* _Activity_
Copy the entries below verbatim, omitting any pictures they contain.

Photo-based referring expression data:
========

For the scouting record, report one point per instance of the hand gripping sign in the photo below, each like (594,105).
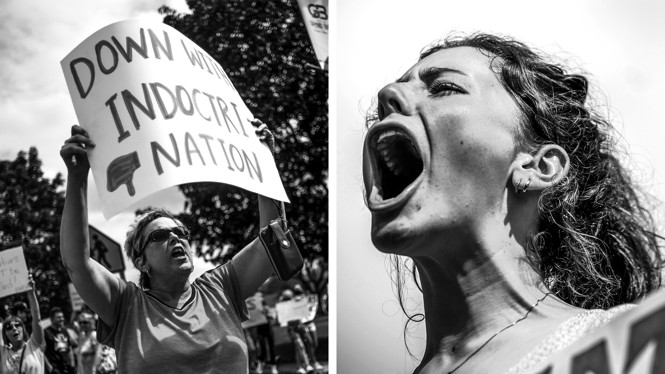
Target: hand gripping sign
(162,112)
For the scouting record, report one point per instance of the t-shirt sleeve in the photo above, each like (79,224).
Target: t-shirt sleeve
(224,277)
(106,334)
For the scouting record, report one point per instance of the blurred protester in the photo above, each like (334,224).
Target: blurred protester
(265,341)
(307,331)
(21,354)
(294,329)
(59,344)
(91,356)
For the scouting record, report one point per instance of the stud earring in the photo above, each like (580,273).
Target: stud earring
(517,186)
(526,185)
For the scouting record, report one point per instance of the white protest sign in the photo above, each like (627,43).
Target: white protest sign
(632,343)
(75,298)
(299,309)
(255,309)
(162,112)
(315,17)
(13,272)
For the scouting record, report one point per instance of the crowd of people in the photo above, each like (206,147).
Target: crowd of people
(302,334)
(60,348)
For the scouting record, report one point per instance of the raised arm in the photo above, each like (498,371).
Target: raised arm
(97,286)
(252,264)
(37,332)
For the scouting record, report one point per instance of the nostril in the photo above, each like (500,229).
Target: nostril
(381,112)
(395,105)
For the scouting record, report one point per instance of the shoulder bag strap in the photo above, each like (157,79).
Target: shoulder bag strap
(20,362)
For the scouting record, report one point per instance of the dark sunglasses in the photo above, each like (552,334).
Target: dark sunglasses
(161,235)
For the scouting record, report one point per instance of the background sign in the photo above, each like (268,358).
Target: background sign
(13,272)
(315,16)
(162,112)
(255,308)
(75,298)
(299,309)
(633,343)
(106,251)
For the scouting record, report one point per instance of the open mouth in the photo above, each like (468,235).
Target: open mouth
(178,252)
(397,162)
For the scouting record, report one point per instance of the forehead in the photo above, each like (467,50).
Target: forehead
(465,61)
(160,223)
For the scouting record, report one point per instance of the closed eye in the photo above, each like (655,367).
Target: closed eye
(444,88)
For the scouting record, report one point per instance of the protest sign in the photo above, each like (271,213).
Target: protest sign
(255,309)
(162,112)
(13,272)
(315,16)
(632,343)
(75,298)
(299,309)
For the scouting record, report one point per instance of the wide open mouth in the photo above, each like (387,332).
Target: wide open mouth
(178,252)
(397,162)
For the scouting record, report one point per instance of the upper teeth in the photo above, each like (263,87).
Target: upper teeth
(388,153)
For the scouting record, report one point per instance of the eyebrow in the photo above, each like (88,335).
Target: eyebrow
(429,73)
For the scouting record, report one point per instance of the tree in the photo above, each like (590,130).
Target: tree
(30,209)
(264,48)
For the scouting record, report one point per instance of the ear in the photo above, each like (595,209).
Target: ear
(545,168)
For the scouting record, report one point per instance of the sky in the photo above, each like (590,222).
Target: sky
(34,101)
(620,45)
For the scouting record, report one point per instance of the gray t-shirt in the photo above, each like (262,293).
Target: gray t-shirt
(203,336)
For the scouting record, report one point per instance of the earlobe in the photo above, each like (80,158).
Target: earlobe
(547,167)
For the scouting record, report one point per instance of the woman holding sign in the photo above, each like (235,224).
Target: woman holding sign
(23,354)
(485,165)
(168,324)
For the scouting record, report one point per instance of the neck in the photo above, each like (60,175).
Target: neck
(472,290)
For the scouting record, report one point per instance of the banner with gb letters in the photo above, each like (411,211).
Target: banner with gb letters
(315,17)
(162,112)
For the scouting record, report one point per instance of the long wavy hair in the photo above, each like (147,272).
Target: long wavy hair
(595,244)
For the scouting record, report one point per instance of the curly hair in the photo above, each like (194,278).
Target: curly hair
(133,242)
(595,244)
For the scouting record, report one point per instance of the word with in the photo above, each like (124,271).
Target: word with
(107,58)
(170,102)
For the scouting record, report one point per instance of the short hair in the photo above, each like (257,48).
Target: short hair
(5,327)
(19,306)
(133,241)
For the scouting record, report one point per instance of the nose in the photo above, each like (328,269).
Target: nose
(393,99)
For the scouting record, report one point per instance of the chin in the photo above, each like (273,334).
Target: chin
(393,236)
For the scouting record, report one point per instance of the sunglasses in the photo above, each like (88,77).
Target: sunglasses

========

* _Your solution_
For the scouting record, report one point per instance of the hand gripping sign in the photo below, each like (594,105).
Target: hand gripping sign
(162,112)
For the scouting record, report one point per instance of the t-shirt sleeve in the photo above, each like (79,224).
Target: t-shirt sleeve
(224,277)
(106,334)
For the scouting record, report one point per instance of the blurred protester in the photo above, each like (334,224).
Target: blurred protester
(265,341)
(307,331)
(21,354)
(294,329)
(59,344)
(91,356)
For the scouting record, report one point per instance of the stud earring in the photo above, each like (580,273).
Target: stud earring
(517,186)
(526,185)
For the scouting record, report one point per instance of the white protest sign in the photo above, each like (627,43).
Target: white protest sign
(632,343)
(75,298)
(299,309)
(255,309)
(162,112)
(315,17)
(13,272)
For the scouting record, report one point per instance of the crowd of people in the photo above, each like (206,147).
Target: crowd of people
(302,334)
(60,348)
For the scouting record, report one point per instance of the raised arm in the photo above, each like (498,371).
Target: raised arm
(97,286)
(252,264)
(37,332)
For the scouting record, report one point per instance of the nostril in the photo above, each like (500,229).
Target: nostril
(381,112)
(395,105)
For the scouting record, report one point per instance of the shoulder bag strap in the photo above, each like (157,79).
Target: shoulder bag strap
(20,362)
For the scouting record, report one point per instance of the dark sunglasses in the photo above, each like (552,334).
Target: dark sunglasses
(161,235)
For the scouting record, report one point per instance of the background sign in the photo above, each like (268,358).
Target: background sign
(13,272)
(315,16)
(162,112)
(255,308)
(75,298)
(299,309)
(633,343)
(106,251)
For the scouting record, report one point per instance of the open mouth in the photo above, each like (468,235).
Target: open mouth
(178,252)
(397,162)
For the scouting record, report one point per instance of the forehead in the photo above, each like (467,50).
Target: forehead
(465,61)
(160,223)
For the scouting record, report one point per instance of the closed eye in the photo above, each like (655,367).
Target: closed eye
(444,88)
For the scouting record, report one point per instance of the protest sign in the photo above, each like (271,213).
Target: protest sign
(255,309)
(162,112)
(13,272)
(315,16)
(632,343)
(75,298)
(299,309)
For the scouting record, report one point per instance of the wide open mouth in the photo above, each like (387,332).
Target: wide open mouth
(178,252)
(397,162)
For the scouting record, report one point per instance of the upper teeth in the photo above, each like (263,87).
Target: upper teeth
(388,153)
For the scouting record, report one point per instance of the eyebrow in the photo above, each like (88,335).
Target: eyebrow
(429,73)
For the scouting record, report one point per instance of the tree in the photo above, each like (590,130).
Target: tree
(30,209)
(264,48)
For the scouting record, report one point per instance of the ear in the photo above, each like (595,209).
Target: ear
(545,168)
For the scouting record, report one point per instance of the sky in the photo above, each like (590,222).
Target: sky
(34,101)
(620,45)
For the scouting record, report one point per instance of the gray t-shirt in the photo above, each like (262,293).
Target: gray t-shirt
(203,336)
For the scouting record, report one point per instance of the earlobe in the photo above, each like (80,158).
Target: earlobe
(547,167)
For the scouting record, report one point per instance of the woman holding sign in the photo above, each like (235,224).
Target: woman holding sign
(23,354)
(485,165)
(168,324)
For the scouting record, report one point per instance of the neck in the photo above, each like (60,175).
Target: neck
(472,290)
For the scouting record, report one point per instance of the banner with gb letters in the photo above, each like (411,211).
Target: banner with gb letters
(315,17)
(162,112)
For the scouting record, report one point per instance of the long wavy hair in the photo above, each like (147,272).
Target: long wavy hair
(595,244)
For the scouting record, report one point per instance of the curly hair in the photo above, each like (194,278).
Target: curly hair
(133,242)
(595,244)
For the scouting record, report one point per instance of the word with in the photo above, each like (124,271).
Target: word with
(107,58)
(170,102)
For the scouting record, report one point per instance of the short hair in the photo above, each like (257,48).
Target: short hair
(5,327)
(19,306)
(133,241)
For the scouting record, report one point per instance of the nose in the photo above, each like (328,269).
Target: nose
(393,99)
For the scouting record, report one point per instance of the chin in the photo above, each like (273,334).
Target: chin
(393,236)
For the scouting record, report one point per instance of the sunglasses in the photo above, each like (88,77).
Target: sunglasses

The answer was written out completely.